(Exercise requirements)
[1] According to the protein-folding thread, how long did Anton take to simulate the basic pancreatic trypsin inhibitor over a millisecond?
[2] Pick up the protein-folding thread after its final sentence and keep writing it.

Supercomputer Sets Protein-Folding Record

Nicros writes with this snippet from Nature News: "A specially designed supercomputer named Anton has simulated changes in a protein's three-dimensional structure over a period of a millisecond — a time-scale more than a hundred-fold greater than the previous record. ... The simulations revealed how the proteins changed as they folded, unfolded and folded again. 'The agreement with experimental data is amazing,' says Chandra Verma, a computational structural biologist at the Bioinformatics Institute of the Agency for Science, Technology and Research in Singapore. Simulating the basic pancreatic trypsin inhibitor over the course of a millisecond took Anton about 100 days — roughly as long as computers spent toiling over previous simulations that only spanned 10 microseconds."

Even though it was published in Nature News...

[blind+biker]

..it's a rather poor article. It talks in very basic terms about proteins and their folding, talks a bit more about the scientist who founded the institute behind the computer, and says fuck-all about the construction of the computer itself.

Bah. For a publishing house of Nature Publishing Group's (intellectual and economic) muscle, one should expect more.

Re:Even though it was published in Nature News...

[ikkonoishi]

Here this should give you more information.

http://en.wikipedia.org/wiki/Anton_(computer)

I think the article was alright though. It told what was going on, and why it could be important. It wasn't written for a computer nerd demographic so the exact specs weren't really relevant.

Re:Even though it was published in Nature News...

[anguirus.x]

The best way is to just compare them to the actual structure which is known from x-ray crystallography and NMR studies. They could do isotopic replacement studies to get ideas about which hydrogrens or nitrogens or carbons were kinetically involved in the folding process and see whether the same atoms were important in the simulation. If they're the same it could just be a coincidence, or it could be an indication that the folding itself is accurate on the computer, not just the final structure. This is truly amazing, but we've still got a long ways to go. MOAR COMPUTERS PRZ!

Re:Even though it was published in Nature News...

[the+gnat]

Nature and Science are not for hard science.

The actual research articles are hard science - this was just a news story for a general audience. The official publication of the results in Science magazine appears to be a pretty serious piece of work, and it's significant enough that the editors allowed them to make it reasonably long instead of a (severely compressed) three- or four-page summary article like most of what they publish. There are lots of valid criticisms of those two journals, starting with their length requirements, but they're not Scientific American, and publishing in one of these is practically a prerequisite for getting a faculty position in biosciences at a major research university.

(Data records)
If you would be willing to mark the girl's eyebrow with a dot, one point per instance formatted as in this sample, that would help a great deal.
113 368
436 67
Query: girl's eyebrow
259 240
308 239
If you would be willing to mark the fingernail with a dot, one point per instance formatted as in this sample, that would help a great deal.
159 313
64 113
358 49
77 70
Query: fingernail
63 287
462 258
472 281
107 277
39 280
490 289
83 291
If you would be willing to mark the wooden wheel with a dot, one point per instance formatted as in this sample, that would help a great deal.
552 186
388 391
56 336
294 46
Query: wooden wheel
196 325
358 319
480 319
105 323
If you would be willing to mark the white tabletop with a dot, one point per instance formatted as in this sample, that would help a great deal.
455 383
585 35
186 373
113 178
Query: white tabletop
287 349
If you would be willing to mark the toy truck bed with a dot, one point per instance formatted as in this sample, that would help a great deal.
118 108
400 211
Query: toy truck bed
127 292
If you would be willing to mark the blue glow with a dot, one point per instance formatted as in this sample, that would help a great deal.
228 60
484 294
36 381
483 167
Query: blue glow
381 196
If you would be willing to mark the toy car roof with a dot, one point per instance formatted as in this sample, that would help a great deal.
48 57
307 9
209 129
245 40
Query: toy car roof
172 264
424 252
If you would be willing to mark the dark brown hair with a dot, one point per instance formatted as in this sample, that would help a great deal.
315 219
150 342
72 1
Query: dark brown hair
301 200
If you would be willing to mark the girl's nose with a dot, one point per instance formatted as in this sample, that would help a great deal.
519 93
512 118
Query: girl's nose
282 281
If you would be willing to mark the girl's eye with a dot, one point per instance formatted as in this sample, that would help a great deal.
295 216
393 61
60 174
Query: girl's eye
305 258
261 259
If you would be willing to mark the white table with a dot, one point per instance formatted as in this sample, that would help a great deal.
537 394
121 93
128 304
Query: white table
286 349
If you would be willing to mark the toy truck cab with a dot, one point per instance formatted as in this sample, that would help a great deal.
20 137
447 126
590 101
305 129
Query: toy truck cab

(Answers given)
[1] About 100 days.

[2]
Re:The folly of folding@home

[the+gnat]

That's a little unfair to Folding@Home. Shaw has a lot of resources to pour into this project - he's lured faculty members away from universities to work for him instead and has the equivalent of several large labs worth of advanced researchers. He also has an immensely larger budget than most non-profit labs, and he's self-employed so he doesn't have to answer to granting agencies or tenure committees. I think what he's doing is great but he's really one of the only people who could have pulled this off. It's difficult to know what approach will work best in advance, and both Shaw and Vijay Pande have been very innovative in approaching the problem from completely different angles.

By the way, this approach has been tried before with less stellar results - I'm thinking of the MD-GRAPE project in Japan. You're also assuming that every problem is equally well suited towards custom ASICs, but actually, molecular dynamics is far easier to do this with than many other methods. For instance, Rosetta (Rosetta@Home and Fold.It) is doing structure prediction, not folding, using a mostly statistics-based energy function and Monte Carlo sampling, and this isn't something you can trivially offload to a specialized chip. In that case, distributed computing is by far the most efficient solution.

Re:Hundred-fold greater?

[Samantha+Wright]

No, Anton simulated one millisecond over the course of a hundred days. The previous recordholder took roughly the same time to do a hundredth of the work. (This was probably the RIKEN MDGRAPE-3, but again, documentation is le sparse.)

Re:Ah, the human body

[HiThere]

It is complex, but you are ignoring the relative isolation between levels that exists in the human, and rat, body.

Protein folding may be complex, but most of it is irrelevant detail. What's usually important is the final shape that one ends up with, e.g. But when wants to modify that process, then the details of that process become important. This is roughly equivalent to...at the level that I work, I pay no attention to how the compiler is going to optimize my code. If I wanted to modify that I'd need to pay attention to things at a much finer level of detail.

It *is* true that people tend to oversimplify things they aren't dealing with directly. But to make it a fair statement it needs to be made fully *that* general. (This doesn't make you original assertion false, but observationally it *is* false. I've never known a knowledgeable geek that oversimplified the biochemistry of life in the way that you painted. I'm sure they exist, but they aren't, as you implied, common. If they are common among your friends, well, then you have some uncommon friends.)